» EXERCISE AIM
All lines from the line containing "If you would be willing to mark the building" up to and including the last line of the listing below should be echoed exactly; no other lines belong in the response.

» DATASET EXTRACT
Begin

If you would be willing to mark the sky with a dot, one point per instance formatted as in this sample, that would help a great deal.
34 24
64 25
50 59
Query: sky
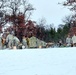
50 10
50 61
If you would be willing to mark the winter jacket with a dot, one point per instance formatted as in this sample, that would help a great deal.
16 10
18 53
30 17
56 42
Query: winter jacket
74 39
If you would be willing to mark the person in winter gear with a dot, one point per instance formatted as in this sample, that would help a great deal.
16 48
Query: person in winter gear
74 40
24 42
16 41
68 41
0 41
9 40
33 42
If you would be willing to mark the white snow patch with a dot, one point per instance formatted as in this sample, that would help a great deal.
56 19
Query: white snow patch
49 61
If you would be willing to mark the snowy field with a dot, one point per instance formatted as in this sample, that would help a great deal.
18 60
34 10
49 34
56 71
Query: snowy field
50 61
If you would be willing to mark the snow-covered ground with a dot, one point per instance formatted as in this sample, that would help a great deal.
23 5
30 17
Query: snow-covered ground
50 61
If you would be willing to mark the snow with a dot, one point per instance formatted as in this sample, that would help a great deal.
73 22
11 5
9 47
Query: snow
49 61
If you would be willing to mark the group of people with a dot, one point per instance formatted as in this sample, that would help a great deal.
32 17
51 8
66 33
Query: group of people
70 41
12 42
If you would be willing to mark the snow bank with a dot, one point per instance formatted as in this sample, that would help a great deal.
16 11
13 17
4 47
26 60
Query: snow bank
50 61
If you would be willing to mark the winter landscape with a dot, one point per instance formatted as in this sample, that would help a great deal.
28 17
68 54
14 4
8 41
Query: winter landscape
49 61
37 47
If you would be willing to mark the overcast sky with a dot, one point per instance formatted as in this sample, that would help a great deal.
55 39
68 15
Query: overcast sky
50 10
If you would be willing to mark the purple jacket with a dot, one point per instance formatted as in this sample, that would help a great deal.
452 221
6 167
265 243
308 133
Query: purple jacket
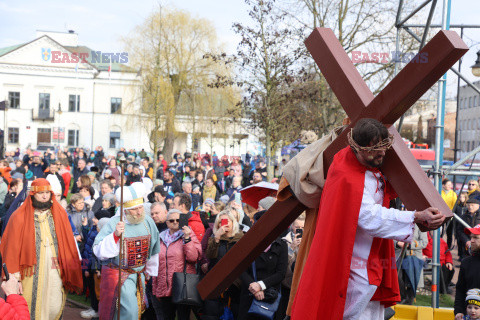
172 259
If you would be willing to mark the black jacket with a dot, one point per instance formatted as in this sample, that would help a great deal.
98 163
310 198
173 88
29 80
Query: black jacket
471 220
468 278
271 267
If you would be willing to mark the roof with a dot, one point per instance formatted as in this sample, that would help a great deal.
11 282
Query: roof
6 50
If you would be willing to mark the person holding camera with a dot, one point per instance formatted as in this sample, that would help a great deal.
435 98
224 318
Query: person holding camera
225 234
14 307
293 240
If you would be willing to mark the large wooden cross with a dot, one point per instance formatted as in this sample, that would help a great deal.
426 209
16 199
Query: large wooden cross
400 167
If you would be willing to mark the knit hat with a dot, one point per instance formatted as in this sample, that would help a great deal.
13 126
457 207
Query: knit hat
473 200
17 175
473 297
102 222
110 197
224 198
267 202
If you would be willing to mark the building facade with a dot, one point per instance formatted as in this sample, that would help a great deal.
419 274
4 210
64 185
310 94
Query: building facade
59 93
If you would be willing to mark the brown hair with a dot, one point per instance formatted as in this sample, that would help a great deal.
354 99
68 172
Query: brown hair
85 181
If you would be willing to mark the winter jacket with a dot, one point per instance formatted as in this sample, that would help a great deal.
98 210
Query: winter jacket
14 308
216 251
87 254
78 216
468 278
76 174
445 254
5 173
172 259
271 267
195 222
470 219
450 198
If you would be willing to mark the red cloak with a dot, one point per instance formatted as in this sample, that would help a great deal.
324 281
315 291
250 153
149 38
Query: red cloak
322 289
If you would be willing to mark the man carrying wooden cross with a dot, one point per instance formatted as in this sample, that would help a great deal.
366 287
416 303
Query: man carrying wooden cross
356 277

End

» RIGHT ANSWER
If you would be willing to mark the building facade with a dot, one point per instance formatted as in this sample, that would help a great deal.
419 274
4 210
64 185
310 94
Query: building facade
59 93
If you would be willing to mark the brown hair with a dot, one point per instance formatted as in this sample, that would help a great deal.
354 99
68 172
Query: brown hair
85 181
If you would be willing to mark the winter jacket with a dot, one point per instance formatted as in this sample, that would help a great deal.
98 210
Query: winter jacket
14 308
216 251
87 254
78 216
468 278
76 174
445 254
5 173
172 259
271 267
195 222
470 219
450 198
If you would be willing to mark the red cloak with a dot, one point per instance formatted as in this sample, that would help a great deal.
324 281
315 291
250 153
149 38
Query: red cloak
322 289
If you would be willing to mark the man carrying wooden cross with a dot, one point per instance formatted as in this sample, that would help a great deal.
366 287
416 303
Query: man carrying wooden cross
356 277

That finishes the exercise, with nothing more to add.